• _EXERCISE BRIEF_
Find "[tag] one dot per instance, sample [154,79]." in the material, then return exactly the line containing it and all lines after it to the end, leaving out pictures.

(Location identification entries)
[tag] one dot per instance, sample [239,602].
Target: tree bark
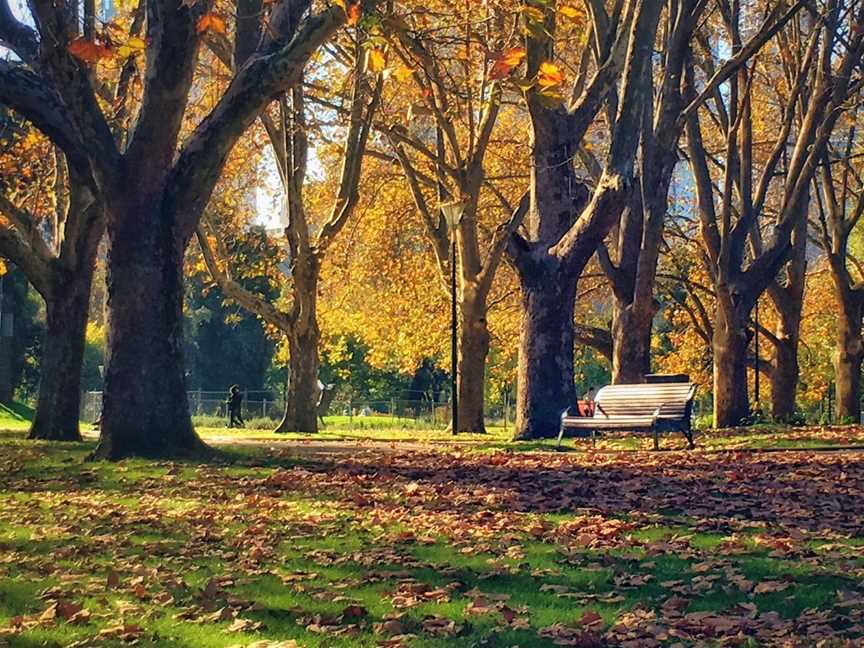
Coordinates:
[631,344]
[146,410]
[847,363]
[301,397]
[784,375]
[731,403]
[471,377]
[545,373]
[58,405]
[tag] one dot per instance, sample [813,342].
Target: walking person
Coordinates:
[235,407]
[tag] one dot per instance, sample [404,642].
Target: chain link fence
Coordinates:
[265,409]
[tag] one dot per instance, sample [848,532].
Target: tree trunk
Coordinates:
[847,366]
[545,373]
[471,377]
[59,402]
[784,375]
[301,398]
[731,402]
[145,408]
[631,344]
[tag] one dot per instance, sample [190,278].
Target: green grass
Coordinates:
[15,416]
[298,540]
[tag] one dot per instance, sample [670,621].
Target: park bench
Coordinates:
[656,408]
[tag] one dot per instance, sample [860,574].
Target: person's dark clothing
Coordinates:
[235,407]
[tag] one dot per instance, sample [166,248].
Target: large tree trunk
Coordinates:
[545,373]
[473,349]
[847,364]
[784,374]
[788,301]
[301,398]
[631,344]
[731,402]
[59,401]
[145,410]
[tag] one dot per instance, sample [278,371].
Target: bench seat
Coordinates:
[652,407]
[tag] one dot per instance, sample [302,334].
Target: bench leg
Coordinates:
[688,433]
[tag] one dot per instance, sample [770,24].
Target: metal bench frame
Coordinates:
[655,423]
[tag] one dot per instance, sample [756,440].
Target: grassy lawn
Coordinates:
[390,546]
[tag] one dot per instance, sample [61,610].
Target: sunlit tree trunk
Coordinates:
[58,403]
[473,351]
[731,401]
[544,379]
[145,408]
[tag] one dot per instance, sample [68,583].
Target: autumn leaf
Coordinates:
[549,75]
[354,12]
[88,51]
[505,62]
[131,47]
[375,60]
[570,11]
[403,73]
[210,22]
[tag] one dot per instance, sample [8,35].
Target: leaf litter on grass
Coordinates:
[404,548]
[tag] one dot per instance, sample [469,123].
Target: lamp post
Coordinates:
[452,212]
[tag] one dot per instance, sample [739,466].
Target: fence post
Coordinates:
[506,410]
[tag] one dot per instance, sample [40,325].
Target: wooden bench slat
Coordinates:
[636,407]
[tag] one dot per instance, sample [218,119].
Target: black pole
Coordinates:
[453,356]
[756,377]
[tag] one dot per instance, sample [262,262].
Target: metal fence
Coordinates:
[265,408]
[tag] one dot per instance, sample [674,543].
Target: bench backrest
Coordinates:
[644,399]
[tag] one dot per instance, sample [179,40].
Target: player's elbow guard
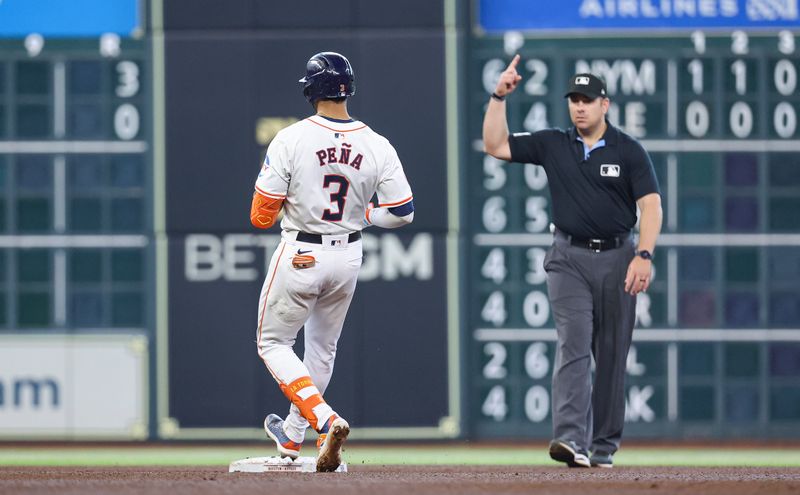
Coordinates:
[264,211]
[407,219]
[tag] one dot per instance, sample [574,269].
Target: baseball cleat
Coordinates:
[273,425]
[569,452]
[601,459]
[330,450]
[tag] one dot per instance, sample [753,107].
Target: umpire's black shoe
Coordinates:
[569,452]
[601,459]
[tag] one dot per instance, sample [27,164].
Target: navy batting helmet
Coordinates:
[328,75]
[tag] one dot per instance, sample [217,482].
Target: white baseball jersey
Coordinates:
[327,171]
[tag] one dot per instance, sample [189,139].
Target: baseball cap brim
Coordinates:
[589,94]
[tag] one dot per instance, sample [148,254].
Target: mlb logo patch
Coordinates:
[607,170]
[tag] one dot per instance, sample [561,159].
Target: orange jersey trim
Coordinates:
[269,195]
[384,205]
[335,130]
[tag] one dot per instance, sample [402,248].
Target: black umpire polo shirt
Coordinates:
[592,197]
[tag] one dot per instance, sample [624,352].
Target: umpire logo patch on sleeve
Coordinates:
[607,170]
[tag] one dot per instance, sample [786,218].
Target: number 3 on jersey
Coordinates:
[338,196]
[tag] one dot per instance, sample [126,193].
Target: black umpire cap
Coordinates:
[587,85]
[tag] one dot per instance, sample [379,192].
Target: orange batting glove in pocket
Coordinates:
[301,261]
[264,210]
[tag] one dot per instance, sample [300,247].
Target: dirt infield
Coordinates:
[402,480]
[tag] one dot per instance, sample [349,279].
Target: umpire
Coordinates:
[597,175]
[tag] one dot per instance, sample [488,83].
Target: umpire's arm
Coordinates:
[495,124]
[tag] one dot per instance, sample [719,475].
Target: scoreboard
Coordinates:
[716,348]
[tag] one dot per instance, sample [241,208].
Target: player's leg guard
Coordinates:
[305,395]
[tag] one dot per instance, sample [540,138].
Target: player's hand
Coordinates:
[509,78]
[639,275]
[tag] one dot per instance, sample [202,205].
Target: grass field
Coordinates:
[460,454]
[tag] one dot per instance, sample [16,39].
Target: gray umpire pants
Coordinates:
[594,316]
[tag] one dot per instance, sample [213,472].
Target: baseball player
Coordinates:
[321,172]
[597,176]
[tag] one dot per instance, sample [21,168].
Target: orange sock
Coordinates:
[305,395]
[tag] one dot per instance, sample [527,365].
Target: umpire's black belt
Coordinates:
[596,244]
[317,238]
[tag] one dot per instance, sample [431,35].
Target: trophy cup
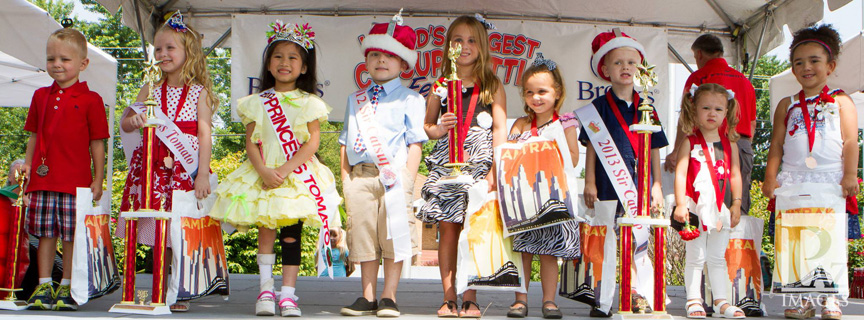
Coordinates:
[645,78]
[148,209]
[11,302]
[455,140]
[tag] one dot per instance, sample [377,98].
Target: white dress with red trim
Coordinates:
[165,180]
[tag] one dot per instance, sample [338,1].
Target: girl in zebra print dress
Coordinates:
[543,92]
[484,128]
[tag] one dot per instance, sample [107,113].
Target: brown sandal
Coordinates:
[452,311]
[466,307]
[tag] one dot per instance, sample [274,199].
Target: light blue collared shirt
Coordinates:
[400,114]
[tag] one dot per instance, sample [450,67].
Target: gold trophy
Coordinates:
[454,136]
[11,302]
[645,78]
[148,209]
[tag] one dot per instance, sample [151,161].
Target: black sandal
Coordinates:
[466,305]
[518,312]
[453,312]
[550,313]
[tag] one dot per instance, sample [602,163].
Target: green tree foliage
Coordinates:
[767,67]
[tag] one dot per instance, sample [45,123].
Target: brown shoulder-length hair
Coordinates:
[483,66]
[558,85]
[688,110]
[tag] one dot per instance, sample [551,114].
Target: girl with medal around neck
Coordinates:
[267,190]
[708,184]
[185,96]
[815,138]
[483,129]
[543,93]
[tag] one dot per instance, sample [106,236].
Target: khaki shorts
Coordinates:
[367,215]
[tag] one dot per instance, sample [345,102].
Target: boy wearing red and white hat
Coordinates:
[615,59]
[380,154]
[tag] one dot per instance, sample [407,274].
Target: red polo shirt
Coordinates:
[718,71]
[65,120]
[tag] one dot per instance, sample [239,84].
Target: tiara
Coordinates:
[175,21]
[301,35]
[540,61]
[487,24]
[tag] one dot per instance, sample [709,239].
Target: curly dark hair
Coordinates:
[824,35]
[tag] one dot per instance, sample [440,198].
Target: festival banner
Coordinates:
[744,288]
[513,46]
[94,268]
[8,221]
[582,280]
[199,265]
[536,182]
[486,260]
[810,240]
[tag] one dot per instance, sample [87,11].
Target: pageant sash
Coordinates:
[389,173]
[610,157]
[325,199]
[176,141]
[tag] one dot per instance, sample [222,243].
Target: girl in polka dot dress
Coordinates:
[184,95]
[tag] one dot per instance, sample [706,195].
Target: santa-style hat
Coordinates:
[393,38]
[607,41]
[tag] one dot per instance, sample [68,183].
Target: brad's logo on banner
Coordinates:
[510,56]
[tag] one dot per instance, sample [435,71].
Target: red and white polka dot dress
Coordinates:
[165,180]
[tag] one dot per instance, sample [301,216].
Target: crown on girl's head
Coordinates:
[487,24]
[540,61]
[175,21]
[301,35]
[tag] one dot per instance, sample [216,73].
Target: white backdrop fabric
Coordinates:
[514,47]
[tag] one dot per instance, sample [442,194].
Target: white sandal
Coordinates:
[833,306]
[730,311]
[694,306]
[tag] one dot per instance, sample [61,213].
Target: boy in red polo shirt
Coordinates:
[67,124]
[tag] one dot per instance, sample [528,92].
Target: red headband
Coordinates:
[830,54]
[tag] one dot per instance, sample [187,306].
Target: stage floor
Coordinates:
[322,298]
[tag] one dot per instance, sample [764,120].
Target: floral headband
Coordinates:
[301,35]
[487,24]
[175,21]
[694,87]
[540,61]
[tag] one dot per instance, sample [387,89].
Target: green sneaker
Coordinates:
[42,298]
[63,299]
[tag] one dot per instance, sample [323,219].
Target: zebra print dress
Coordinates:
[447,202]
[560,240]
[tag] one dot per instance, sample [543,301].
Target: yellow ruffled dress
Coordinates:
[242,201]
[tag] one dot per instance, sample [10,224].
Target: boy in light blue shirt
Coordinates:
[381,150]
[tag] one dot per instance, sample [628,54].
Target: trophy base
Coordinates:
[459,179]
[657,315]
[146,309]
[152,123]
[644,128]
[146,214]
[14,305]
[649,221]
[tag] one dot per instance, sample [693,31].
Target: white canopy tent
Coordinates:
[849,76]
[24,32]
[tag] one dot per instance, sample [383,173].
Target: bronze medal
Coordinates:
[42,170]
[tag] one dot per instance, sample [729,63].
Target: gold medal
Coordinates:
[42,170]
[810,162]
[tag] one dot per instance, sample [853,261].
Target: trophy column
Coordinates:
[646,78]
[148,209]
[11,302]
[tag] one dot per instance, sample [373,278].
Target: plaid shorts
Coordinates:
[51,214]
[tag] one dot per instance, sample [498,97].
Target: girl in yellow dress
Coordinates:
[281,183]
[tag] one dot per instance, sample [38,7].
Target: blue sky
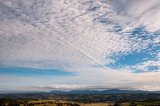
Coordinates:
[79,44]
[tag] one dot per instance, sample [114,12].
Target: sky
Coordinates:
[50,45]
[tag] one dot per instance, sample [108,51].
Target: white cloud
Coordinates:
[71,35]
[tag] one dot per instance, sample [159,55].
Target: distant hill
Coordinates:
[109,91]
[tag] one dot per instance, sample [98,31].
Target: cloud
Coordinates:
[80,36]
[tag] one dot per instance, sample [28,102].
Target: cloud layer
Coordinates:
[98,39]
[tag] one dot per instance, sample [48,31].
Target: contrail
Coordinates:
[75,48]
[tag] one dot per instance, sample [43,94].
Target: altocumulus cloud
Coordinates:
[108,44]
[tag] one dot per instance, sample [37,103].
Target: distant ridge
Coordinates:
[109,91]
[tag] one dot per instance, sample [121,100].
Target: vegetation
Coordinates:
[51,99]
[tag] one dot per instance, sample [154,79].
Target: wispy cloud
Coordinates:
[89,37]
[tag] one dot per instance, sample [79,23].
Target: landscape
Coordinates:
[112,97]
[79,52]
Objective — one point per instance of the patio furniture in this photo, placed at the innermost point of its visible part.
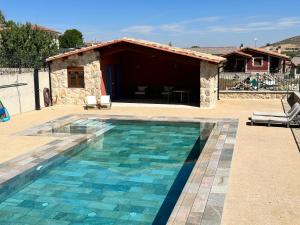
(91, 102)
(278, 114)
(293, 118)
(182, 93)
(105, 102)
(141, 91)
(167, 92)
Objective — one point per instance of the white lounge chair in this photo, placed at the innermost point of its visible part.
(91, 102)
(293, 118)
(278, 114)
(105, 101)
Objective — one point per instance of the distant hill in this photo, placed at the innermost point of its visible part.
(289, 46)
(292, 41)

• _EXERCISE RESULT_
[tag] one dot per instance, sample [154,79].
Target: wispy cloud
Coordinates:
[89,37]
[tag] one dot per instance, sample [79,23].
Target: landscape
Coordinates:
[112,97]
[79,52]
Objective — one point per instance of the patio furniture in this photo, placed at the innermost point of its visible part.
(91, 102)
(278, 114)
(293, 118)
(182, 93)
(105, 102)
(141, 91)
(167, 92)
Objective — one point per instance of the white lounge chair in this photo, placed at the innermost point of its visible part.
(91, 102)
(293, 118)
(278, 114)
(105, 101)
Objective — one point per instance of the distant hill in this photo, placed at the innermost point of its visible part.
(289, 46)
(292, 41)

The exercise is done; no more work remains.